| Set task |
Copy out the lines below word for word, starting with the line that contains "In the photo above, where can the embroidered" and continuing through the very last line.

| Exercise materials |
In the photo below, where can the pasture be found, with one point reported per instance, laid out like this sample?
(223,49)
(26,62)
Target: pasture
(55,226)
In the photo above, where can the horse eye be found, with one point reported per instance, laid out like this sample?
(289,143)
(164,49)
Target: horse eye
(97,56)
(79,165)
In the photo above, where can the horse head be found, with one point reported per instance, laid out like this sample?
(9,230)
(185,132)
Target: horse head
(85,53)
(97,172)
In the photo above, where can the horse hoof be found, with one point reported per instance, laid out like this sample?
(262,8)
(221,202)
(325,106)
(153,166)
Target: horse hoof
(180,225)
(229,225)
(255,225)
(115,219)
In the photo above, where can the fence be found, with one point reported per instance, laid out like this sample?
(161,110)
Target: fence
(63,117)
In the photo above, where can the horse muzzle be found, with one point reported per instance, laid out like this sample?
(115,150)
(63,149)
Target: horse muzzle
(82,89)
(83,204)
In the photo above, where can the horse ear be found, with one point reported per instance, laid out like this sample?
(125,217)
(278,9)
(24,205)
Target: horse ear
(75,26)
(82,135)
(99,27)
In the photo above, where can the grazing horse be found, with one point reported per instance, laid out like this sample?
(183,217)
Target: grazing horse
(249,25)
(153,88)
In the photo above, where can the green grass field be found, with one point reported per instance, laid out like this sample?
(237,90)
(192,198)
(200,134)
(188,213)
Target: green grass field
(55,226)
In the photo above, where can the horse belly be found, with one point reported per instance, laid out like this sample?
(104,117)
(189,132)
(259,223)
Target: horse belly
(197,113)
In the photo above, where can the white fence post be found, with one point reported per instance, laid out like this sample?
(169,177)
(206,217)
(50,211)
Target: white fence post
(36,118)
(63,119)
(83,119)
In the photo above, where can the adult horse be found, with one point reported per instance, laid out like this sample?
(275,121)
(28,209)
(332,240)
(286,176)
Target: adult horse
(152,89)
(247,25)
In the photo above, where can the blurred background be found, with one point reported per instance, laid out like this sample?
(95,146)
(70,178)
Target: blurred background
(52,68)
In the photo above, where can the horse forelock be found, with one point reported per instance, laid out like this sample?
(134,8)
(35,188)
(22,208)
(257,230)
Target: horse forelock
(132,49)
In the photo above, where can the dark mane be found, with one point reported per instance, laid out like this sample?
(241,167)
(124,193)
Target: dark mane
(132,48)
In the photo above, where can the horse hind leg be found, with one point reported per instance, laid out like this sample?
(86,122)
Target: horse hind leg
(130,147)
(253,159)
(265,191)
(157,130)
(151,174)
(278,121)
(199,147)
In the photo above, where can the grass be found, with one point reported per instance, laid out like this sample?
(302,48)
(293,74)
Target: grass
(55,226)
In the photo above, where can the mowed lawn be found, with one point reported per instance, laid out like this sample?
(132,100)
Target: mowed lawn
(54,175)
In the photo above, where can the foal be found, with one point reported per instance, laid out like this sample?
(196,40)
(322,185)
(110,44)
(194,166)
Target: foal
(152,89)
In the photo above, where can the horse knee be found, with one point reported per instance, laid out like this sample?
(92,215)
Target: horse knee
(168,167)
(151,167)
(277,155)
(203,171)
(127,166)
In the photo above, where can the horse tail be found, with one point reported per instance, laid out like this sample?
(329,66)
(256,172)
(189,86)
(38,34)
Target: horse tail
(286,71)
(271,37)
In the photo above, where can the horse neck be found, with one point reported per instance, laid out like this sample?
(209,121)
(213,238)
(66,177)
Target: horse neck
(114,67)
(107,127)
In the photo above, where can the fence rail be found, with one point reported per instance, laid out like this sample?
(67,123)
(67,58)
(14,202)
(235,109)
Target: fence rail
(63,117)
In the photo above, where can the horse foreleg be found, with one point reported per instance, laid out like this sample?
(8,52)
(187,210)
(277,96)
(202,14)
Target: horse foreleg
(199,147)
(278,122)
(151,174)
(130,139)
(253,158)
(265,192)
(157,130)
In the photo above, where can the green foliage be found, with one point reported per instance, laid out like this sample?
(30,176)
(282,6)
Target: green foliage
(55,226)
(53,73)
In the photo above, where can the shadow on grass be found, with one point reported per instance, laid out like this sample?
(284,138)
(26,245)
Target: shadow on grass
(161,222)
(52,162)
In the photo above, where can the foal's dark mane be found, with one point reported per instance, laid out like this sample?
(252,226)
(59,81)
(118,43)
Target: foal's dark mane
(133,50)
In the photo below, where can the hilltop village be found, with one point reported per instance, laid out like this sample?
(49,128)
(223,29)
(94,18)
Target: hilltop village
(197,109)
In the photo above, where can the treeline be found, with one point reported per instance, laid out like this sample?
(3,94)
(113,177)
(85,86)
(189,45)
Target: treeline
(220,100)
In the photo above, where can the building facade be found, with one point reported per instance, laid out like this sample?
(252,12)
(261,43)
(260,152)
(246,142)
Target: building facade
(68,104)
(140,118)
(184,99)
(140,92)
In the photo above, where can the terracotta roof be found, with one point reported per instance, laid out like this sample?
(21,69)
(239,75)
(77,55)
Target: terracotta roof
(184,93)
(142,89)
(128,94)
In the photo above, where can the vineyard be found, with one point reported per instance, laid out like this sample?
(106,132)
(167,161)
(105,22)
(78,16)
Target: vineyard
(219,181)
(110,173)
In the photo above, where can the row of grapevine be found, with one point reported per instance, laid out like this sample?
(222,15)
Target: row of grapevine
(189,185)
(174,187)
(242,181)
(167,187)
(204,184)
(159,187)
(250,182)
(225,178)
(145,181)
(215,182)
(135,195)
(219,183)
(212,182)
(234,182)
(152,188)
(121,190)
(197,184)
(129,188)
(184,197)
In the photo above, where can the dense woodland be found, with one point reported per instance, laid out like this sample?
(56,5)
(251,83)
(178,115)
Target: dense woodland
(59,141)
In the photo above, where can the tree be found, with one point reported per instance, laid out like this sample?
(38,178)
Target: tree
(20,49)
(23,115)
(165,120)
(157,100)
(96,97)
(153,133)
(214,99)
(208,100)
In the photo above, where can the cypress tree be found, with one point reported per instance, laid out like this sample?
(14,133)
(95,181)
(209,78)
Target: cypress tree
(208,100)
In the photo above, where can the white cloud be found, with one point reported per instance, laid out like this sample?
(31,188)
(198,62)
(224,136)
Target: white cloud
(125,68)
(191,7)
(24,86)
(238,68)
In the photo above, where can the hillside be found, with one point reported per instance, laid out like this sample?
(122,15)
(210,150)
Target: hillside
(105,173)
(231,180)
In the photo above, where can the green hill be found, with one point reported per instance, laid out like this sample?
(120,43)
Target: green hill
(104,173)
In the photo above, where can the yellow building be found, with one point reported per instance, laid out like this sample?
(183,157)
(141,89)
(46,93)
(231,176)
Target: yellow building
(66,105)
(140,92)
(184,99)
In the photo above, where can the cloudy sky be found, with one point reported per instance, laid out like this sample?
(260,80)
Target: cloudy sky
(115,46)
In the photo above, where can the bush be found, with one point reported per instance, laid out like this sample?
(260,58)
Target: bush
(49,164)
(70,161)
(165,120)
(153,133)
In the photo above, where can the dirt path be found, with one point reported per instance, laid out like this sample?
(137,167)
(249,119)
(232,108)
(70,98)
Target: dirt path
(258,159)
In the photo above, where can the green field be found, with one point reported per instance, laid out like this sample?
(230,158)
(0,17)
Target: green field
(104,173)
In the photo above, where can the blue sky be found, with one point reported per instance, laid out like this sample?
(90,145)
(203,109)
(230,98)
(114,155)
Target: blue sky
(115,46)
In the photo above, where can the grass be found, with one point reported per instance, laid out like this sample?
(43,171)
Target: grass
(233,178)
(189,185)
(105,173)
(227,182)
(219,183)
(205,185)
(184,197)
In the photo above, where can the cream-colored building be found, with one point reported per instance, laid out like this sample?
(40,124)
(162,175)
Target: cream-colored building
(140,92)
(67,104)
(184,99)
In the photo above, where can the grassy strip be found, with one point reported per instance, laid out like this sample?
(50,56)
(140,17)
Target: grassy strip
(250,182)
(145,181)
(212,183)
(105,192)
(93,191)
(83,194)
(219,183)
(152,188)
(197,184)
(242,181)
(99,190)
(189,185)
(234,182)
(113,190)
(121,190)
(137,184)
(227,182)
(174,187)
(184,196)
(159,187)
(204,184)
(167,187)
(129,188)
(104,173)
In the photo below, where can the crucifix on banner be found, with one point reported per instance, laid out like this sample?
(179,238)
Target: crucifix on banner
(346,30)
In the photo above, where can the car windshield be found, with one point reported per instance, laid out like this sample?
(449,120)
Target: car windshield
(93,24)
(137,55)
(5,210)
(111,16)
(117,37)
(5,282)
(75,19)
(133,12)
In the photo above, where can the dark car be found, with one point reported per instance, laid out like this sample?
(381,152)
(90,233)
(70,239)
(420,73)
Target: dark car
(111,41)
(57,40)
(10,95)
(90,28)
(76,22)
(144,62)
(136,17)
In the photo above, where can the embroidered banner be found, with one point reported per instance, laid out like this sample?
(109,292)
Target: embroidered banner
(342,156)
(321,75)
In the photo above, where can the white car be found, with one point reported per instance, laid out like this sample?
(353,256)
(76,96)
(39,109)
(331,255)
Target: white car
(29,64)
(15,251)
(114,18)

| Task answer |
In the photo above, where can the embroidered banner be found, with one point reported per instance, laid out like this sample?
(109,292)
Target: embroidered banner
(342,156)
(321,75)
In the photo above, where can the white car be found, with one point reported per instance, laid out like this sample?
(353,256)
(76,96)
(39,109)
(331,255)
Target: white car
(29,64)
(15,251)
(114,18)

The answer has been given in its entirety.